In the items below, can you rewrite everything from the line containing "Tag every instance of the house" down to the line containing "x=221 y=155", keeping every line, with each x and y coordinate of the marked points increased by 102?
++++++++++
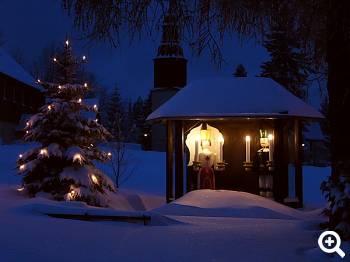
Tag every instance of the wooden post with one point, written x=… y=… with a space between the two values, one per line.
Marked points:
x=170 y=162
x=179 y=159
x=298 y=164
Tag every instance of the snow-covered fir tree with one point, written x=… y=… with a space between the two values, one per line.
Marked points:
x=288 y=65
x=63 y=163
x=240 y=71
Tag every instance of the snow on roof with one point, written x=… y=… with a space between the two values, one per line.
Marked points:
x=10 y=67
x=234 y=97
x=313 y=132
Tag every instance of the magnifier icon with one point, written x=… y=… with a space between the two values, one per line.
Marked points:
x=329 y=242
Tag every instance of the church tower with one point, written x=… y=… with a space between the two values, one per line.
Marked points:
x=170 y=72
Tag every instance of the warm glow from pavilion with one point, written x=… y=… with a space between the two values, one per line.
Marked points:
x=44 y=152
x=94 y=179
x=77 y=158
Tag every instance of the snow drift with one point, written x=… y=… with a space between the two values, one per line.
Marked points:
x=223 y=203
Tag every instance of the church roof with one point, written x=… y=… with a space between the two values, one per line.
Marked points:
x=234 y=97
x=10 y=67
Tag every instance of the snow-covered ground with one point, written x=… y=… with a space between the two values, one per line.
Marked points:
x=204 y=225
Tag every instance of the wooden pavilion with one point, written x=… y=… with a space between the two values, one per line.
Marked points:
x=240 y=134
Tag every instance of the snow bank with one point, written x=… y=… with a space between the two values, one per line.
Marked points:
x=223 y=203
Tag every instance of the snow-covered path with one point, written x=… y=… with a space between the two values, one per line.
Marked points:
x=203 y=226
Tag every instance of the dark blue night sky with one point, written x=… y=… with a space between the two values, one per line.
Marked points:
x=30 y=25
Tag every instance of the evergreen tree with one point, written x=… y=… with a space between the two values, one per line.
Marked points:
x=288 y=65
x=63 y=164
x=240 y=71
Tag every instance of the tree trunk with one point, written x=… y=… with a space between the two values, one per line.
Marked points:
x=338 y=58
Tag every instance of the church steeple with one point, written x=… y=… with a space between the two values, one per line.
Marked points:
x=170 y=71
x=170 y=66
x=170 y=45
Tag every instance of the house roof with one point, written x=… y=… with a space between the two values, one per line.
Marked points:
x=313 y=131
x=10 y=67
x=234 y=97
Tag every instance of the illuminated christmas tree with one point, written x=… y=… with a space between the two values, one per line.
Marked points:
x=63 y=164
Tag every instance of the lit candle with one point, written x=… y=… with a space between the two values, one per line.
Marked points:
x=247 y=149
x=270 y=147
x=196 y=150
x=221 y=155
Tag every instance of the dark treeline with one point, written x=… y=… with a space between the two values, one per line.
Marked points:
x=124 y=119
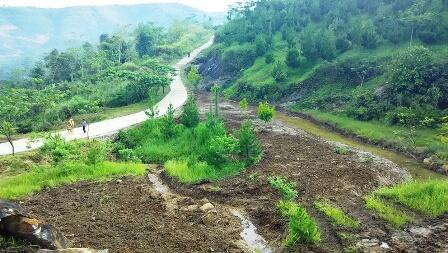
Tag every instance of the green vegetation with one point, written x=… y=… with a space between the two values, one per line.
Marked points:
x=336 y=215
x=388 y=212
x=345 y=58
x=266 y=112
x=429 y=197
x=91 y=81
x=287 y=189
x=301 y=227
x=194 y=150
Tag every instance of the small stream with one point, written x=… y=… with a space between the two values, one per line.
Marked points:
x=417 y=170
x=254 y=241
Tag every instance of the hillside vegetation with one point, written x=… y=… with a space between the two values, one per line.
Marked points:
x=381 y=63
x=90 y=81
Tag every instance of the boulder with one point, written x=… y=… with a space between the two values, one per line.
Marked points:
x=15 y=222
x=207 y=207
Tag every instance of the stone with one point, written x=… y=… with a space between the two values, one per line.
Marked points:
x=210 y=218
x=207 y=207
x=15 y=222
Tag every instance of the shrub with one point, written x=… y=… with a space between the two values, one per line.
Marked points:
x=266 y=112
x=220 y=150
x=279 y=72
x=190 y=114
x=248 y=145
x=287 y=189
x=168 y=123
x=301 y=227
x=336 y=215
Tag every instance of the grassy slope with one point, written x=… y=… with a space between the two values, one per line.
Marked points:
x=426 y=140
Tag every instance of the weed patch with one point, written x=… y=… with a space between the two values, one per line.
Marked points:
x=336 y=215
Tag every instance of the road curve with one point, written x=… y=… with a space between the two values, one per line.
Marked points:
x=177 y=97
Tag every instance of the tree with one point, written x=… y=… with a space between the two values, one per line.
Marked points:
x=168 y=123
x=8 y=130
x=190 y=114
x=215 y=94
x=248 y=145
x=244 y=105
x=266 y=112
x=194 y=78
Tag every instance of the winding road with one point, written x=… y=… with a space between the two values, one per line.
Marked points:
x=177 y=97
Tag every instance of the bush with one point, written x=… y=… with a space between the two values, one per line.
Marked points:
x=190 y=114
x=279 y=72
x=248 y=145
x=265 y=112
x=221 y=149
x=301 y=227
x=168 y=123
x=287 y=189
++++++++++
REPLY>
Tag every instance of the house roof with one point, written x=… y=… with a space between the two values, one per line.
Marked points:
x=415 y=233
x=112 y=169
x=336 y=199
Tag every instance of the illuminated christmas tree with one point, written x=… y=… with a space between the two values, one per line.
Marked points:
x=165 y=266
Tag every instance of the lit candle with one point, written x=… y=… with a space between the two values, one per line.
Marked points:
x=349 y=251
x=372 y=249
x=298 y=252
x=323 y=257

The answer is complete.